====== Working data

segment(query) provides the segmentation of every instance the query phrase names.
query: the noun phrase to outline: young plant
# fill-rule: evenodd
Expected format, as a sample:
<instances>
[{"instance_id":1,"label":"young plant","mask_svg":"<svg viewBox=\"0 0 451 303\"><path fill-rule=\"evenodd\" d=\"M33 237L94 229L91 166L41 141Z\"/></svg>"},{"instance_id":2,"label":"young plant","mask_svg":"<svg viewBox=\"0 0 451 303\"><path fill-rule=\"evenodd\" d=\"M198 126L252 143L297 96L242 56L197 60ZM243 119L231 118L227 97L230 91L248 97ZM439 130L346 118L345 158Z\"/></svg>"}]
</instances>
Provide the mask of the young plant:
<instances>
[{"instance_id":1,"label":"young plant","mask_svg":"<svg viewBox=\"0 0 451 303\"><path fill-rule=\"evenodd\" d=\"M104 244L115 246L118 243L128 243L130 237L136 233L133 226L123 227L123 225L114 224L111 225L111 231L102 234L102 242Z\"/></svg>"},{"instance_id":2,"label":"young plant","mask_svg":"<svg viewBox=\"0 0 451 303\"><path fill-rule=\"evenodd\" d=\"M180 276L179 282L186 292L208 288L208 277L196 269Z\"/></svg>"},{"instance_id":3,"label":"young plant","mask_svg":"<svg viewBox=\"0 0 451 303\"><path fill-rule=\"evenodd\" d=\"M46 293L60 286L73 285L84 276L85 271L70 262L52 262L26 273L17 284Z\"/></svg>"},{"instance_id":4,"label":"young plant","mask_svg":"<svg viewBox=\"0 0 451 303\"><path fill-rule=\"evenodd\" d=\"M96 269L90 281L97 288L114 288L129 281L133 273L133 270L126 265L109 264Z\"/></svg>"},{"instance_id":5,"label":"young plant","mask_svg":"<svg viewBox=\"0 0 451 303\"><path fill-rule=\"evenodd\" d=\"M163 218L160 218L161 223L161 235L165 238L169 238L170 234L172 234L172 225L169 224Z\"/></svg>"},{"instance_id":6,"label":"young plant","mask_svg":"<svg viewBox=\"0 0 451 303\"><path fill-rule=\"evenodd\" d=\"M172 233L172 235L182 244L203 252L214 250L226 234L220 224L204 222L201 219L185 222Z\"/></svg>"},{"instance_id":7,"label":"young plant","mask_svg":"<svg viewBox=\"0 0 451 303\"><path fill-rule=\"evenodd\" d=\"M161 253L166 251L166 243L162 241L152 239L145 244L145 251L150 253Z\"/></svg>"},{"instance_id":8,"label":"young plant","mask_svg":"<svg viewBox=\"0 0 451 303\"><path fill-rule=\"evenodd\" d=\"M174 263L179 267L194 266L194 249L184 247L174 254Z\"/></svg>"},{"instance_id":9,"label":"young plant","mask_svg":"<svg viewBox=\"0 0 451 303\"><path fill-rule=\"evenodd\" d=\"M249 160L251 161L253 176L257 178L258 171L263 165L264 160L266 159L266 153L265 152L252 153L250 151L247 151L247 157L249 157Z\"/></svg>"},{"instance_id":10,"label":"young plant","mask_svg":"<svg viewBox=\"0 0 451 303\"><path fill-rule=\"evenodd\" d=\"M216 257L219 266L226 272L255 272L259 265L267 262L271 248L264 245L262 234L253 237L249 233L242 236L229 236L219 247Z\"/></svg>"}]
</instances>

============

Stated problem: Repeat each record in full; every line must match exactly.

The reply:
segment(query) provides the segmentation of every instance the query phrase names.
query: the noun phrase to outline: young plant
# fill-rule: evenodd
Expected format, as a sample:
<instances>
[{"instance_id":1,"label":"young plant","mask_svg":"<svg viewBox=\"0 0 451 303\"><path fill-rule=\"evenodd\" d=\"M33 237L94 229L91 166L41 141Z\"/></svg>"},{"instance_id":2,"label":"young plant","mask_svg":"<svg viewBox=\"0 0 451 303\"><path fill-rule=\"evenodd\" d=\"M198 126L252 143L297 96L242 56L197 60ZM243 119L231 118L227 97L230 91L248 97ZM439 130L346 118L345 158Z\"/></svg>"}]
</instances>
Provide the mask of the young plant:
<instances>
[{"instance_id":1,"label":"young plant","mask_svg":"<svg viewBox=\"0 0 451 303\"><path fill-rule=\"evenodd\" d=\"M104 244L115 246L118 243L128 243L130 237L136 233L133 226L123 227L123 225L114 224L111 225L111 231L102 234L102 242Z\"/></svg>"},{"instance_id":2,"label":"young plant","mask_svg":"<svg viewBox=\"0 0 451 303\"><path fill-rule=\"evenodd\" d=\"M180 276L179 282L186 292L208 288L208 277L196 269Z\"/></svg>"},{"instance_id":3,"label":"young plant","mask_svg":"<svg viewBox=\"0 0 451 303\"><path fill-rule=\"evenodd\" d=\"M46 293L60 286L73 285L84 276L85 271L70 262L52 262L26 273L17 284Z\"/></svg>"},{"instance_id":4,"label":"young plant","mask_svg":"<svg viewBox=\"0 0 451 303\"><path fill-rule=\"evenodd\" d=\"M96 269L90 281L97 288L114 288L129 281L133 273L133 270L126 265L109 264Z\"/></svg>"},{"instance_id":5,"label":"young plant","mask_svg":"<svg viewBox=\"0 0 451 303\"><path fill-rule=\"evenodd\" d=\"M163 218L160 218L161 223L161 235L165 238L169 238L170 234L172 234L172 225L169 224Z\"/></svg>"},{"instance_id":6,"label":"young plant","mask_svg":"<svg viewBox=\"0 0 451 303\"><path fill-rule=\"evenodd\" d=\"M172 233L172 235L182 244L203 252L214 250L226 234L220 224L204 222L201 219L185 222Z\"/></svg>"},{"instance_id":7,"label":"young plant","mask_svg":"<svg viewBox=\"0 0 451 303\"><path fill-rule=\"evenodd\" d=\"M161 253L166 251L166 243L162 241L152 239L145 244L145 251L150 253Z\"/></svg>"},{"instance_id":8,"label":"young plant","mask_svg":"<svg viewBox=\"0 0 451 303\"><path fill-rule=\"evenodd\" d=\"M174 263L179 267L194 266L194 249L184 247L174 254Z\"/></svg>"},{"instance_id":9,"label":"young plant","mask_svg":"<svg viewBox=\"0 0 451 303\"><path fill-rule=\"evenodd\" d=\"M249 160L251 161L253 176L257 178L258 171L263 165L264 160L266 159L266 153L265 152L252 153L250 151L247 151L247 157L249 157Z\"/></svg>"},{"instance_id":10,"label":"young plant","mask_svg":"<svg viewBox=\"0 0 451 303\"><path fill-rule=\"evenodd\" d=\"M216 257L219 266L226 272L255 272L259 265L267 262L271 248L264 245L262 234L253 237L249 233L242 236L229 236L219 247Z\"/></svg>"}]
</instances>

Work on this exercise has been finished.